A vida interior de um filho da Igreja que ponha de lado os artigos de fé relativos ao papa, a obediência a suas ordens legítimas e a oração por ele, tal vida interior deixa de ser católica. Por outro lado, uma vida interior que inclui ser agradável ao papa incondicionalmente, quer dizer, às cegas, em tudo e por tudo, é uma vida interior que está necessariamente entregue ao respeito humano, que não é livre em relação à criatura, que se expõe a facilidades e cumplicidades. Na sua vida interior, o verdadeiro filho da Igreja, tendo recebido de todo coração os artigos de fé que se referem ao Vigário de Cristo, reza fielmente por ele e lhe obedece de bom grado, mas somente às claras, isto é, estando salva e intacta a tradição apostólica e, bem entendido, a lei natural. — É verdade que muitas vezes pregou-se um tipo de obediência em relação ao papa em que se visava mais o sucesso de movimentos de conjunto do que a fidelidade à luz da fé, ainda que tivesse havido resultados espetaculares. Sem dúvida não estava ausente de tal pregação o cuidado de guardar a tradição apostólica e a fidelidade a Jesus Cristo, mas mais importante, mais altivo, mais urgente, era, apesar de tudo, dar satisfação a um homem, atrair-lhe os favores; muitas vezes fazer carreira, preparar a cabeça para o chapéu cardinalício ou dar brilho a sua Ordem ou Congregação. Mas nem Deus nem o serviço do papa têm necessidade de nossa mentira: Deus non eget nostro mendacio.
◆ ◆ ◆ ◆ ◆
Tarefa proposta A: De acordo com o texto sobre a obediência ao papa, de que modo o verdadeiro filho da Igreja obedece ao Vigário de Cristo?
Tarefa proposta B: Dê continuidade ao texto sobre a obediência ao papa a partir da última frase apresentada.
A listagem não tem nenhum papel nesta atividade.
◆ ◆ ◆ ◆ ◆
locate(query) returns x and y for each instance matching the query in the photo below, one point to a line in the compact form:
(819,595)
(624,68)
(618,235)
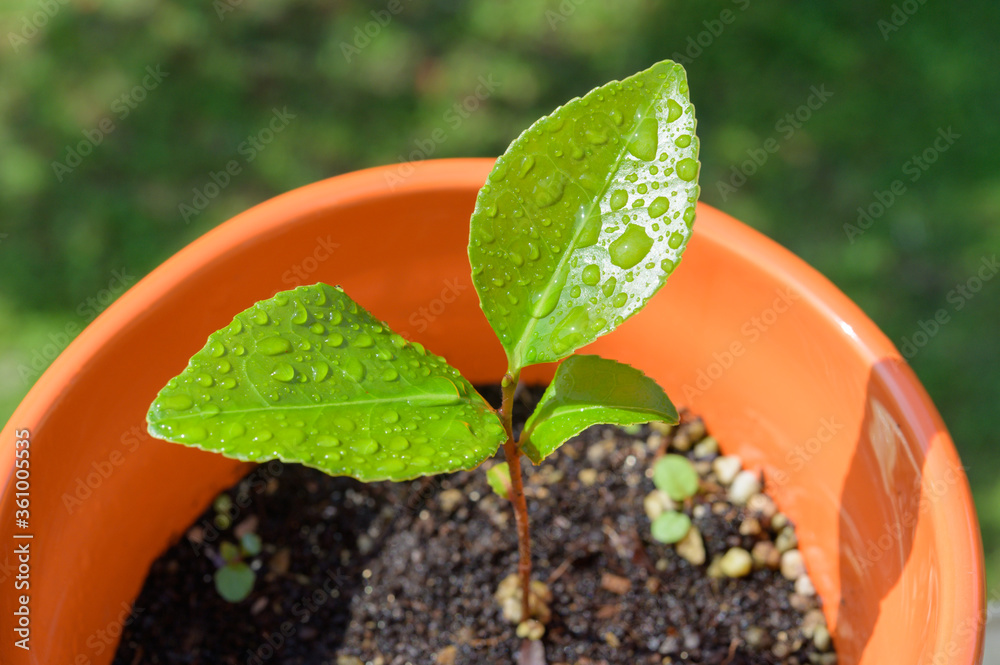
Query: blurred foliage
(230,63)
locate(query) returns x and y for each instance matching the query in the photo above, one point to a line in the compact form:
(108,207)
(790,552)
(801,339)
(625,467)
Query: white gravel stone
(744,486)
(726,468)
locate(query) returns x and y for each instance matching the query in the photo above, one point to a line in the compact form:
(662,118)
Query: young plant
(581,221)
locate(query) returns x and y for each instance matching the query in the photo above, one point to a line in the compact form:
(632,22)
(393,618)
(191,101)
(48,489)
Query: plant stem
(513,454)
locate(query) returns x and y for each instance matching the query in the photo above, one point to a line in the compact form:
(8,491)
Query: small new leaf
(670,527)
(675,475)
(589,390)
(234,581)
(309,376)
(586,215)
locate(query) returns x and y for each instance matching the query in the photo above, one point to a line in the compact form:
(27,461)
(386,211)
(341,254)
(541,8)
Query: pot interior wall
(781,374)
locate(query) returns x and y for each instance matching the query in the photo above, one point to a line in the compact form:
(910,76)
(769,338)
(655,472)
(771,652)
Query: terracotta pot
(785,369)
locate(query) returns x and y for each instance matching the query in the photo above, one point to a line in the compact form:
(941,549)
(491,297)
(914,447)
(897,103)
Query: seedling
(234,579)
(581,221)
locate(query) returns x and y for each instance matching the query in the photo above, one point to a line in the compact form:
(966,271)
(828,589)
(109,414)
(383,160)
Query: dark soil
(389,574)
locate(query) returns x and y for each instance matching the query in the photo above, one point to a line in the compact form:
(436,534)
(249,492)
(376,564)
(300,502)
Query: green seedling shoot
(581,221)
(234,579)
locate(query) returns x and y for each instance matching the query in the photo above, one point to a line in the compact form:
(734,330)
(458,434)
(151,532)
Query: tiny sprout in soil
(580,222)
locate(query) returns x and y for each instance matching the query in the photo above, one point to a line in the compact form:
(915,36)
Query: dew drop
(301,315)
(283,372)
(674,110)
(571,330)
(320,371)
(354,369)
(526,165)
(618,199)
(687,169)
(630,247)
(659,206)
(273,346)
(366,446)
(398,444)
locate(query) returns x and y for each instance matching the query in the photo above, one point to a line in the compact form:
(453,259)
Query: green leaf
(675,475)
(251,544)
(589,390)
(499,479)
(234,581)
(670,527)
(586,215)
(228,551)
(309,376)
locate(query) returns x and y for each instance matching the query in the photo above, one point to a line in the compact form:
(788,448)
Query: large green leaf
(586,215)
(590,390)
(309,376)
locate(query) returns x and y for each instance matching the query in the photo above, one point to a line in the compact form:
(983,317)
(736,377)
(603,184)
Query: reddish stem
(513,454)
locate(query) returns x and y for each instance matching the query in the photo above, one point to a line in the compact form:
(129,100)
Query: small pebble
(762,506)
(786,540)
(750,527)
(804,587)
(726,468)
(446,656)
(707,447)
(766,555)
(745,485)
(736,563)
(691,547)
(792,565)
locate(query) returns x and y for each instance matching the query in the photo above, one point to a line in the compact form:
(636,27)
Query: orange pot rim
(964,564)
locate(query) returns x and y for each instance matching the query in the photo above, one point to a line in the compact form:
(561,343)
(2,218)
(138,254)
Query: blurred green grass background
(897,73)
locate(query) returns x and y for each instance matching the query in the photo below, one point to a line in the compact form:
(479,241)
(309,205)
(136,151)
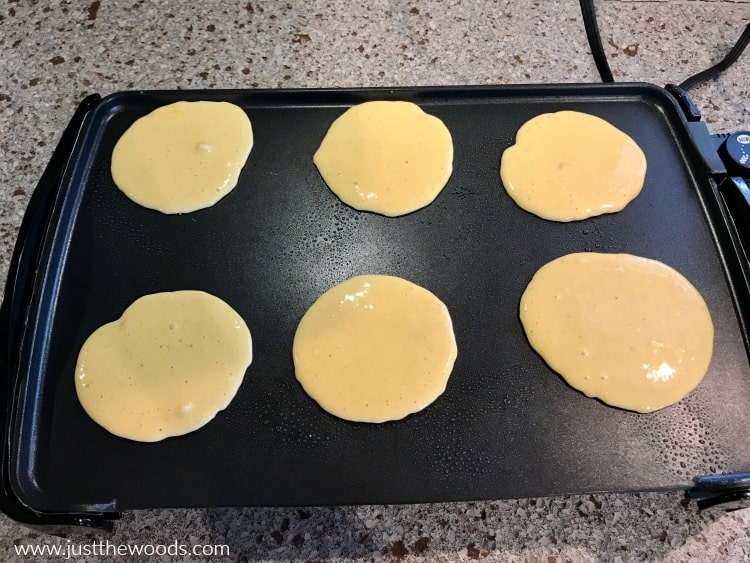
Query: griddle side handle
(736,194)
(13,310)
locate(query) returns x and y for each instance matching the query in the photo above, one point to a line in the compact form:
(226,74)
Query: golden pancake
(184,156)
(375,348)
(388,157)
(631,331)
(165,367)
(567,166)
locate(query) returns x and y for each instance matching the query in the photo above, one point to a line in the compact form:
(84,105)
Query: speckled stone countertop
(55,53)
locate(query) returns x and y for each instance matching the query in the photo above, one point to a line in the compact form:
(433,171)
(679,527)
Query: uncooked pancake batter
(388,157)
(631,331)
(166,367)
(184,156)
(568,165)
(375,348)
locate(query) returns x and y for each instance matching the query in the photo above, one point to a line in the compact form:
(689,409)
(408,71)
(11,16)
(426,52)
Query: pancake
(568,166)
(391,158)
(631,331)
(165,367)
(375,348)
(183,156)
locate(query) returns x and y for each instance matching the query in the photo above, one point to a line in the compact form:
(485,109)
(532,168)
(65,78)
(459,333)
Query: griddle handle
(12,319)
(730,491)
(736,194)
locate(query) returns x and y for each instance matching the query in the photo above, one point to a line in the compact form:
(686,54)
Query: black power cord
(600,57)
(595,41)
(722,65)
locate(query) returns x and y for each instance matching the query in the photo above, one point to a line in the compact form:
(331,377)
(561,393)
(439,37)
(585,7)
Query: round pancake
(631,331)
(391,158)
(568,166)
(183,156)
(374,348)
(165,367)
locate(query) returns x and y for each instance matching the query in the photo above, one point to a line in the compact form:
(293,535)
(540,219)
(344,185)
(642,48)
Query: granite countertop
(55,53)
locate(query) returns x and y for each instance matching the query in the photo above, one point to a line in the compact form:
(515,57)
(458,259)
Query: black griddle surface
(507,426)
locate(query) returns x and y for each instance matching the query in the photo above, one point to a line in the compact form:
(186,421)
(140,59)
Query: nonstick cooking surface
(507,426)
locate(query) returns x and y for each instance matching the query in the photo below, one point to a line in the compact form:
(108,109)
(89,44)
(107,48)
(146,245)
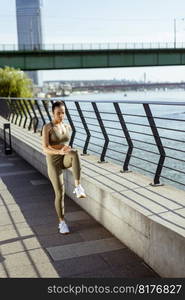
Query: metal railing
(93,46)
(148,136)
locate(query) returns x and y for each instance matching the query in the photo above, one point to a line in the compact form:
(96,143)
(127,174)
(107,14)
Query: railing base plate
(102,162)
(156,184)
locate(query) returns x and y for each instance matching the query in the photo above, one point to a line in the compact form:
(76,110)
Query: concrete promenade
(30,245)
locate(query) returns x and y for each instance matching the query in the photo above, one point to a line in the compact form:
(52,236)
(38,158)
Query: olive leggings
(55,165)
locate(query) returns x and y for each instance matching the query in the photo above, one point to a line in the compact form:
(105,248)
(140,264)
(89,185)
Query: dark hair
(57,104)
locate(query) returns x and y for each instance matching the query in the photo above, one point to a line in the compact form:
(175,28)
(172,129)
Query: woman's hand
(64,149)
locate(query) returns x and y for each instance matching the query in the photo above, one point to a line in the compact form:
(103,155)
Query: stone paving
(30,244)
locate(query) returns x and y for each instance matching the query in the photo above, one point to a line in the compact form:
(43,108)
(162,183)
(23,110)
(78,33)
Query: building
(29,27)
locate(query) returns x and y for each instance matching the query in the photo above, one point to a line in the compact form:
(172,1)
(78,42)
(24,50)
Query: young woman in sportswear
(60,156)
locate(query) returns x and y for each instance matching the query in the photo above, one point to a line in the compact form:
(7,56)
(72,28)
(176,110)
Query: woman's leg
(72,159)
(56,177)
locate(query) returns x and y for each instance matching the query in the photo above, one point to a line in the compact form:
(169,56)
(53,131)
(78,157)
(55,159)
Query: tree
(15,83)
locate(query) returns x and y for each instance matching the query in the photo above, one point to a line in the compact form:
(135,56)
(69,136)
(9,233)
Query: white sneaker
(79,191)
(63,228)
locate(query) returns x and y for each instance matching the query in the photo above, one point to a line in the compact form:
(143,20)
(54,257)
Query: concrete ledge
(149,220)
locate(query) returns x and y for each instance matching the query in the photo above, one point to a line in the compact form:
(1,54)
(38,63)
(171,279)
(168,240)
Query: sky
(105,21)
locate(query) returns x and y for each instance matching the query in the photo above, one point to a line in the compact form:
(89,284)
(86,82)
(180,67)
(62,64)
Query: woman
(60,156)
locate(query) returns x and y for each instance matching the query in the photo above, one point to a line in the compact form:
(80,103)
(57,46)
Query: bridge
(41,57)
(131,86)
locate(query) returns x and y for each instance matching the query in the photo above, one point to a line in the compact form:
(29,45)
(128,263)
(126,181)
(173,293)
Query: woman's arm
(47,149)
◆ ◆ ◆ ◆ ◆
Resposta A: Obedece de bom grado, mas somente às claras, isto é, estando salva e intacta a tradição apostólica e a lei natural.

Resposta B:
Lembremo-nos da grande prece do início do Cânon romano, este Cânon que Paulo VI não hesitou em aviltar, pondo-o no nível das preces polivalentes acomodadas às ceias calvinistas. (Equiparar deste modo o Cânon romano não tem o menor fundamento na tradição apostólica e se opõe de frente a esta tradição imprescritível). Assim o padre, no Cânon romano, depois de ter instantemente suplicado ao Pai clementíssimo por seu Filho Jesus Cristo, para santificar o sacrifício sem mancha oferecido unicamente pro Ecclesia tua santa catholica... continua assim: una cum famulo tuo Papa nostro... et Antistite nostro... A Igreja nunca pensou em dizer: una cum SANCTO famulo tuo Papa nostro et SANCTO Antistite nostro, mas diz: pro Ecclesia tua SANCTA. O papa, diferentemente da Igreja, não é obrigatoriamente santo. A Igreja é santa, com membros pecadores, que somos nós mesmos; membros pecadores que não tendem ou não tendem mais para a santidade. Pode muito bem acontecer que o próprio papa figure nesta triste categoria. Deus o sabe. Em todo o caso, já que a condição de chefe da Santa Igreja não é necessariamente a condição de um santo, não devemos nos escandalizar se sobrevierem provações, e às vezes provações muito cruéis para a Igreja, da parte de seu chefe visível. Não devemos nos escandalizar pelo fato de que, sujeitos embora ao papa, não possamos segui-lo às cegas, incondicionalmente, em tudo e por tudo. Na medida em que a nossa vida interior tiver como referência o chefe invisível da Igreja, o Senhor Jesus, soberano Padre; na medida em que nossa vida interior for alimentada com a tradição apostólica, com os dogmas, o missal e o ritual da tradição, com a tendência para o perfeito amor que é a alma desta tradição santíssima, nesta medida nós aceitaremos muito melhor ter de santificar-nos dentro de uma Igreja militante cujo chefe visível, se está preservado de errar segundo certos limites precisos, não está, no entanto, subtraído à condição comum de pecador.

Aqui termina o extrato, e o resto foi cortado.